> [What you will do] Retyping the records exactly, down to the last line, is the whole job.

> [Source data]

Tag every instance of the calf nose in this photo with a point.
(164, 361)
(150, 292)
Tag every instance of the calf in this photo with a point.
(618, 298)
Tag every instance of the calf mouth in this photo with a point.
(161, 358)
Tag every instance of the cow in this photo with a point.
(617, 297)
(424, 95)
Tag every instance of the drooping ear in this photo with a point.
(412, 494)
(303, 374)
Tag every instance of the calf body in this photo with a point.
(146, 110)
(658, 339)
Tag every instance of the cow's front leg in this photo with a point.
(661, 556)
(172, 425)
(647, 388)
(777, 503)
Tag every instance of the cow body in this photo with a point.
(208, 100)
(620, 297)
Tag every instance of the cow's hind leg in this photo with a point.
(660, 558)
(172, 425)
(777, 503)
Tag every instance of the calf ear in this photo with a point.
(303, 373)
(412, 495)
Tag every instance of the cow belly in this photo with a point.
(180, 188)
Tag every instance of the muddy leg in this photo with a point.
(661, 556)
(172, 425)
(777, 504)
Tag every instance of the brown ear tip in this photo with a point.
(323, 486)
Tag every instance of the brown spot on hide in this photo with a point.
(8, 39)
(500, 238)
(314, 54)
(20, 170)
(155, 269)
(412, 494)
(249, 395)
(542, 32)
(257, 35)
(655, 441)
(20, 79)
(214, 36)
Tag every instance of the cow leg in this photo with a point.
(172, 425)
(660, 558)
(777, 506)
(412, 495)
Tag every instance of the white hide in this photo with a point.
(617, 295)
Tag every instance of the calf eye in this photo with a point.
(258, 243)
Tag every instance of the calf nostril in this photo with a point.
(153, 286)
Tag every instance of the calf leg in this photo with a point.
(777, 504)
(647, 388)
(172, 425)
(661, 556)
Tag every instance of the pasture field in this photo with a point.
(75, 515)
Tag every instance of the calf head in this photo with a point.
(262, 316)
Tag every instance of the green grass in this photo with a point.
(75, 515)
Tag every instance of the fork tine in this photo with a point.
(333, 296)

> [Your solution]
Tag every instance of the calf nose in this photo with a point.
(164, 361)
(150, 292)
Tag every instance of the calf in this photo with a point.
(618, 298)
Tag every instance of the calf mouth in this photo with a point.
(161, 358)
Tag every instance of the cow in this photo with a point.
(617, 297)
(424, 95)
Tag every instance of the drooping ear in this photo with a point.
(412, 494)
(303, 374)
Tag every instance of the calf body in this photo with a point.
(146, 110)
(658, 339)
Tag every instance of the cow's front leg in this photo with a point.
(661, 556)
(172, 425)
(647, 388)
(777, 503)
Tag every instance of the cow body in this photo with a point.
(208, 100)
(620, 297)
Tag every instance of the cow's hind leg in this photo with a point.
(660, 558)
(172, 425)
(777, 503)
Tag every instance of the calf ear in this photo with a point.
(303, 373)
(412, 495)
Tag every instance of the cow belly in this photo with a point.
(180, 188)
Tag every instance of the muddy leg in this photo with a point.
(661, 556)
(172, 425)
(777, 504)
Tag every instance of the brown ear tip in this photo with a point.
(323, 486)
Tag every instance of the brown spot on hide in this photo with a point.
(8, 39)
(500, 238)
(314, 54)
(20, 170)
(155, 269)
(412, 494)
(249, 395)
(542, 32)
(257, 35)
(655, 441)
(20, 79)
(214, 36)
Tag every instance of the cow leg in this photo with a point.
(172, 425)
(660, 558)
(777, 506)
(412, 495)
Tag every instance of the white hide in this photo with a point.
(617, 295)
Tag every instance of the calf eye in this photo with a point.
(258, 243)
Tag every instance of the calf nostril in this photo with a point.
(153, 286)
Tag every instance of the calf leg in this photo with a point.
(777, 504)
(647, 388)
(172, 425)
(661, 556)
Tag every instance of the pasture field in this photo with a point.
(75, 515)
Tag every instance of the calf head in this photo with a point.
(262, 316)
Tag every instance of the green grass in this photo with a point.
(75, 515)
Tag every instance of the fork tine in this photo with a point.
(333, 296)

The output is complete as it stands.